===== RECORDED DATA
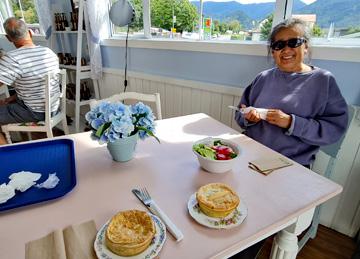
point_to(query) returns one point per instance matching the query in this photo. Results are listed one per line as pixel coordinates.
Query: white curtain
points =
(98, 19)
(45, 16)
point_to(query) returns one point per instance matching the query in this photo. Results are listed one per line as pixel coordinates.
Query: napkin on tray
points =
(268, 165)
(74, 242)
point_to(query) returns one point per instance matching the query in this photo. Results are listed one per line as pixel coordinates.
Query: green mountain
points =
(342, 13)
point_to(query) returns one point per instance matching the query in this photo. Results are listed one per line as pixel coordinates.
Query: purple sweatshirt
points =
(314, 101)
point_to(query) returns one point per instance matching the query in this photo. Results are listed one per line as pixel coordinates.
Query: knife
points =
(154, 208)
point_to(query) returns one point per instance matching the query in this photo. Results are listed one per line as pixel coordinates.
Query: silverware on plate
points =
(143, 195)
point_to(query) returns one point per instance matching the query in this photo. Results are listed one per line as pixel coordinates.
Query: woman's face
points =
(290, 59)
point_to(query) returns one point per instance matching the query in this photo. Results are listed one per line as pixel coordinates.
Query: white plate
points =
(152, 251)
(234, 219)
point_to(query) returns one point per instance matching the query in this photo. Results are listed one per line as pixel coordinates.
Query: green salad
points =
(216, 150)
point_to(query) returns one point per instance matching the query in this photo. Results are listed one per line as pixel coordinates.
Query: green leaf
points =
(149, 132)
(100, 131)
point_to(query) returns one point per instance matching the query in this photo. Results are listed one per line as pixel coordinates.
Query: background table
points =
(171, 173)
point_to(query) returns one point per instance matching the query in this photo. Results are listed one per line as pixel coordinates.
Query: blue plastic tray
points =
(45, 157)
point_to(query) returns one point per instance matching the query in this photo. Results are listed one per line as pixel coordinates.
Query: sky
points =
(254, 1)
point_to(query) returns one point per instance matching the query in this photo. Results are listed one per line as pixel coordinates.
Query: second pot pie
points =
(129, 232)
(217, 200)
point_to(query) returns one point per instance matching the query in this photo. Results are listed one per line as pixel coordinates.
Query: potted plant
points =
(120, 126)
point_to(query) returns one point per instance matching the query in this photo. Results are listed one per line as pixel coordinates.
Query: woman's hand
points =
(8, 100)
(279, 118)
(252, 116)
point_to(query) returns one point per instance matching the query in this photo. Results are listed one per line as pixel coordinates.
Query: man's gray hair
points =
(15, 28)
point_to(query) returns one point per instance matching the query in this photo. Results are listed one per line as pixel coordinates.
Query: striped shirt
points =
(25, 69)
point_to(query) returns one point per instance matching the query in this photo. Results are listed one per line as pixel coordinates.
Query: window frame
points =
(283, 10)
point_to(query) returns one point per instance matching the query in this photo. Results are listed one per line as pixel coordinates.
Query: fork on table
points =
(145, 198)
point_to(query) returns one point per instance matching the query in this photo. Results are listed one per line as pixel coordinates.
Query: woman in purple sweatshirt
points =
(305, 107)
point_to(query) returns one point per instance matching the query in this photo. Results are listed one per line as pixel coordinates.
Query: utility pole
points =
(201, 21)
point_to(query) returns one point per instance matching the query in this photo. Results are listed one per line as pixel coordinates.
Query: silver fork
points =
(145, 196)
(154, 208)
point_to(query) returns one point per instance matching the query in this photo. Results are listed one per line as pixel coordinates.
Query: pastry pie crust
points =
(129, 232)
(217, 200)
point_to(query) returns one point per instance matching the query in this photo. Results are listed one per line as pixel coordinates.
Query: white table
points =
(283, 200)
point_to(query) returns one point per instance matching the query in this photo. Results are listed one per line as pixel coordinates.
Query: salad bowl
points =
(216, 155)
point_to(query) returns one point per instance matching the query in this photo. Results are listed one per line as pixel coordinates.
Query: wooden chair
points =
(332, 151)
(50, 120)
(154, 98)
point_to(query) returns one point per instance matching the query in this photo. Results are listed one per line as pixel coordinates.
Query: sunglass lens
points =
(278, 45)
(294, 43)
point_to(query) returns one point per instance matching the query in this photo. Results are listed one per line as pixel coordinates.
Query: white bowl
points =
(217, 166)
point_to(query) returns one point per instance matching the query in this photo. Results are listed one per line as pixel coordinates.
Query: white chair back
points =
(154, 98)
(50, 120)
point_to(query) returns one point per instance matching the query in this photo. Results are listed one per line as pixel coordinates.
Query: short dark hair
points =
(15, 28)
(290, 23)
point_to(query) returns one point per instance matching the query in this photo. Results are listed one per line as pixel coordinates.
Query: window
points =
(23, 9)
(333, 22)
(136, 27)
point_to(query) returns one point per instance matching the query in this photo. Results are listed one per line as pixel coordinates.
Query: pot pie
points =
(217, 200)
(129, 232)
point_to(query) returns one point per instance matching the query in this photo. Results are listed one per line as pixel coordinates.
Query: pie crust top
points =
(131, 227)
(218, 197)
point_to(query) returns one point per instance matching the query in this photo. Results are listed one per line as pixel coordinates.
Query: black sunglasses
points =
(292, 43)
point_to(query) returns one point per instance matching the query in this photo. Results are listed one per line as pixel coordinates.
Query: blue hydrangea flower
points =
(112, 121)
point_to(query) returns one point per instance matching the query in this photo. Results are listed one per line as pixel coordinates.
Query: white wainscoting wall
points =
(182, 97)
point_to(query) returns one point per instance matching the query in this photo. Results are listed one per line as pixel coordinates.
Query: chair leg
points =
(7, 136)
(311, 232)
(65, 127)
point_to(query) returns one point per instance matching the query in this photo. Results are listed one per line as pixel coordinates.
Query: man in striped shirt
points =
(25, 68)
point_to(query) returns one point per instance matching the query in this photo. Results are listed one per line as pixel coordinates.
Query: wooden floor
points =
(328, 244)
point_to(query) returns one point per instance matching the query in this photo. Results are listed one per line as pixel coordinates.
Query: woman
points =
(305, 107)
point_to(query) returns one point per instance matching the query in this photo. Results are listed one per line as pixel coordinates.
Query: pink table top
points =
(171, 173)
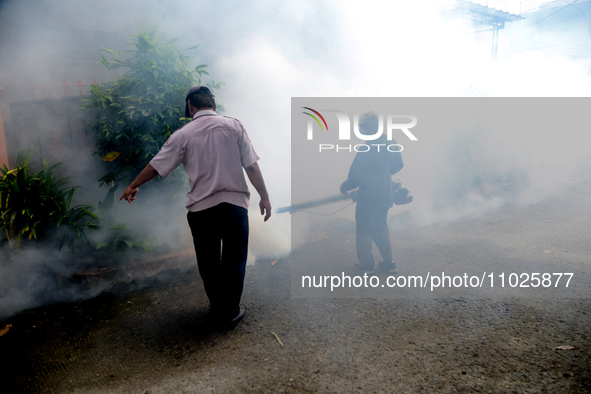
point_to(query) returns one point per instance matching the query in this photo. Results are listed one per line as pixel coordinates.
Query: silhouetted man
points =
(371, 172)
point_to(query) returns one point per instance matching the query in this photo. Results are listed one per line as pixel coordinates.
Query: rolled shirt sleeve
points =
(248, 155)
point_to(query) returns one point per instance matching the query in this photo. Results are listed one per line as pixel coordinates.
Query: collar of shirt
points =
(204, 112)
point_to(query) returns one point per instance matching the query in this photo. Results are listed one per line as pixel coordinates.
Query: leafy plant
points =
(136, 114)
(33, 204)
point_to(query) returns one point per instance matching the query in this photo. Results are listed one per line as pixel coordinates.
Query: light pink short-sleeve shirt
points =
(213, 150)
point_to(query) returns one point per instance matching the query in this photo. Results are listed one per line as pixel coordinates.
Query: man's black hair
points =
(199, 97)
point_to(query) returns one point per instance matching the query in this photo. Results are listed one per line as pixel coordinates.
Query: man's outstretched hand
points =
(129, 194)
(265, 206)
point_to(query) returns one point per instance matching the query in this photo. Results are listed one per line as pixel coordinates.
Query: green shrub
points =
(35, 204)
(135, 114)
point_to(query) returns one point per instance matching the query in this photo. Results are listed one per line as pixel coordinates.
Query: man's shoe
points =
==========
===== RECORDED DATA
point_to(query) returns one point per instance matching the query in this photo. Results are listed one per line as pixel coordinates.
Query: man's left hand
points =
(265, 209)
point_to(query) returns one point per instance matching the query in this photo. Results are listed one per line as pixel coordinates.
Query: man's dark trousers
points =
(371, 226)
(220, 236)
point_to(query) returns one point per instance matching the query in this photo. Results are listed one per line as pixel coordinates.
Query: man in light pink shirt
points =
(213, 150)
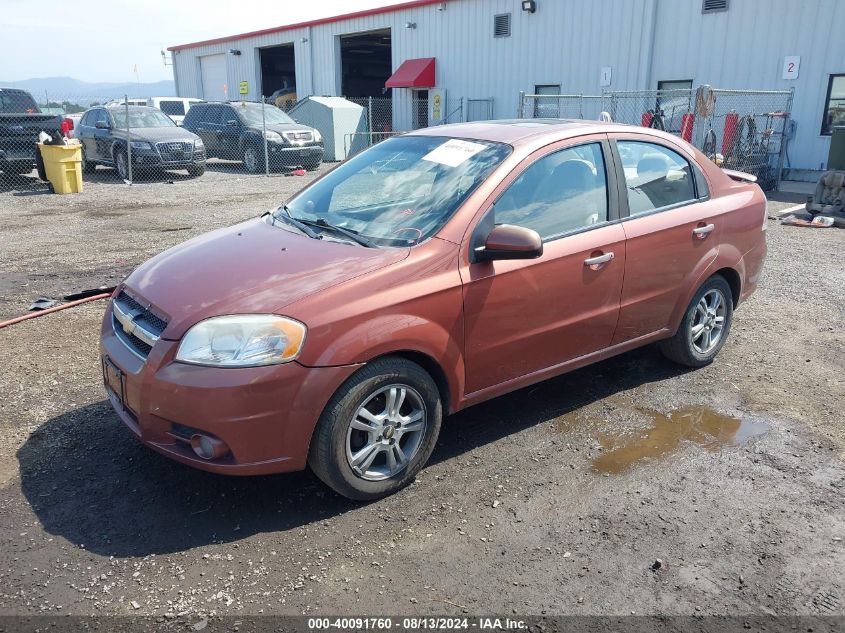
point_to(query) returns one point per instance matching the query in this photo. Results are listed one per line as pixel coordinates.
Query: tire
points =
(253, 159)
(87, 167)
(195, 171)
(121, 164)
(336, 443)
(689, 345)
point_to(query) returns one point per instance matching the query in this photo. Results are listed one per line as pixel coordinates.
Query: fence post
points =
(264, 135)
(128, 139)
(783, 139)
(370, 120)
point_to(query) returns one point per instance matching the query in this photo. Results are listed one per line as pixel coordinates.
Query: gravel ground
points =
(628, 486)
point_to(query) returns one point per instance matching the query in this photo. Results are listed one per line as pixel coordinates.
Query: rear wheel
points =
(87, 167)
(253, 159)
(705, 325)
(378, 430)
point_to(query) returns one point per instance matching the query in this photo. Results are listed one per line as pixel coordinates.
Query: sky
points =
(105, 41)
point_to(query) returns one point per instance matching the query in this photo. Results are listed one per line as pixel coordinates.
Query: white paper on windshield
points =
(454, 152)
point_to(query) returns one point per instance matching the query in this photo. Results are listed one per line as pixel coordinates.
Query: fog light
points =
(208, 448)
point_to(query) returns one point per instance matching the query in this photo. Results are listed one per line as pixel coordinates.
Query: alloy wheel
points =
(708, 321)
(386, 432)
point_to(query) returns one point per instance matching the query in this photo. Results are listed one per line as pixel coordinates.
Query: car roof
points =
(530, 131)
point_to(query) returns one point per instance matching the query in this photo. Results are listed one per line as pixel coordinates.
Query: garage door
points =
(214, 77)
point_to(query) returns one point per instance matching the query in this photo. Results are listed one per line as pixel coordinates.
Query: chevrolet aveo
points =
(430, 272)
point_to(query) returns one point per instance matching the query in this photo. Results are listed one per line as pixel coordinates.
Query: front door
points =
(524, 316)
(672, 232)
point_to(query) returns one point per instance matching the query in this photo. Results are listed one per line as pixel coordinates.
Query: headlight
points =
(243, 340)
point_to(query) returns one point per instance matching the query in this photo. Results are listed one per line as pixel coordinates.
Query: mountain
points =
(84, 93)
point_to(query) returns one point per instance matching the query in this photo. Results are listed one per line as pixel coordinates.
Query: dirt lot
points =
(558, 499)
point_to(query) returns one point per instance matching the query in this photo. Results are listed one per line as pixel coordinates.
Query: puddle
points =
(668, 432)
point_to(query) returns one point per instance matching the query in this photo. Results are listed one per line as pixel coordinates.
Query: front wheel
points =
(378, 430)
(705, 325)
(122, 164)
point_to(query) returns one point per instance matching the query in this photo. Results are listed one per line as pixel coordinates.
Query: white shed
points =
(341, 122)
==========
→ **PROMPT**:
Gather every line from the rows above that contains the string "sweatshirt". Treat uppercase and lowercase letters as different.

→ **REPLY**:
Query: purple sweatshirt
Query: woman in purple sweatshirt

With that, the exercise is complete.